What is needed is an exact transcription of the line with "Each instance receives one keypoint. Mark the distant" and all the lines that follow it in the entries below; add nothing else.

▶ [Available data]

········

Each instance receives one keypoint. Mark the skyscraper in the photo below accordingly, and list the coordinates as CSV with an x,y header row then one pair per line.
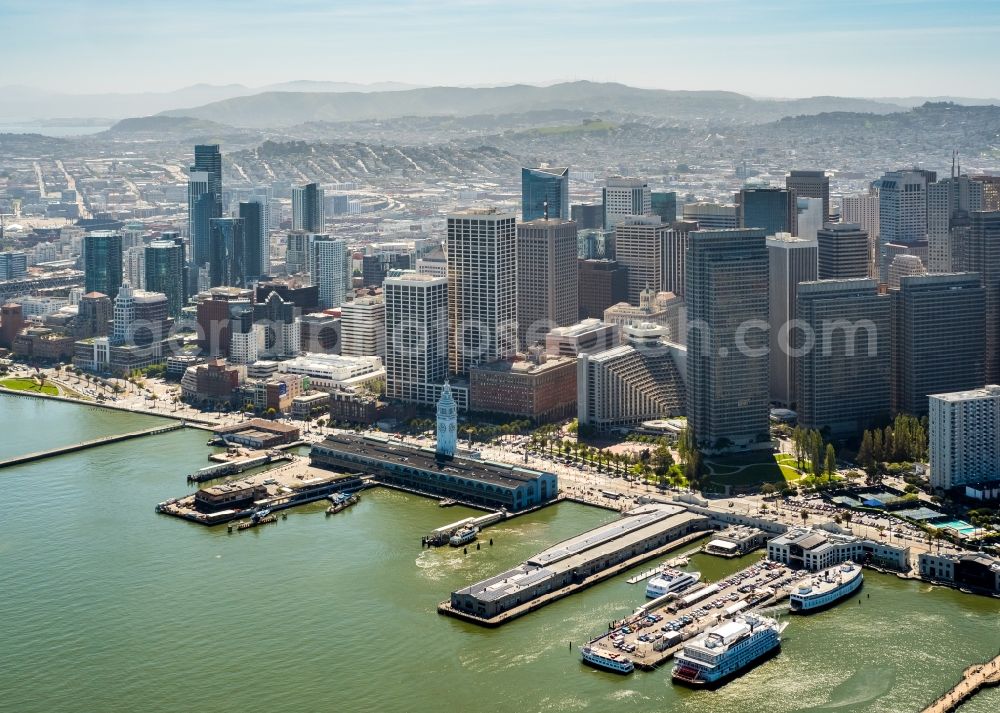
x,y
227,253
482,288
710,216
727,362
362,327
602,283
938,340
624,197
102,262
843,251
547,289
811,184
204,199
164,273
544,193
982,255
256,261
792,260
330,269
902,214
13,265
664,204
639,243
950,203
842,366
964,437
297,252
773,210
308,208
416,335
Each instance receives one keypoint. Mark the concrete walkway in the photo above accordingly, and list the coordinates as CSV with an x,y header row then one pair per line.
x,y
973,678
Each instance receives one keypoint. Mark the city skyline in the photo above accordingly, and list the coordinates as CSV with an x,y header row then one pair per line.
x,y
421,45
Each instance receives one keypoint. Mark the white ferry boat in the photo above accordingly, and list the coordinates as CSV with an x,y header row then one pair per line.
x,y
670,581
724,651
463,536
608,661
826,588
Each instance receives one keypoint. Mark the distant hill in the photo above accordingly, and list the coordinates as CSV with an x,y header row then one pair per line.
x,y
23,103
283,109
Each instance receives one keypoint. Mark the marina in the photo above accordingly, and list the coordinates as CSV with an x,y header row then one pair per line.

········

▶ [Worked solution]
Each instance receives one keypoint. Mark the distant hill in the photo above accordingly, and list the coordinates as CSV with an x,y header row then one pair per line.
x,y
23,103
283,109
Each instance receives one keypoint. Mark the marina in the photo above accordingly, and list the coordinates as CSV with an x,y header row then one pair per line.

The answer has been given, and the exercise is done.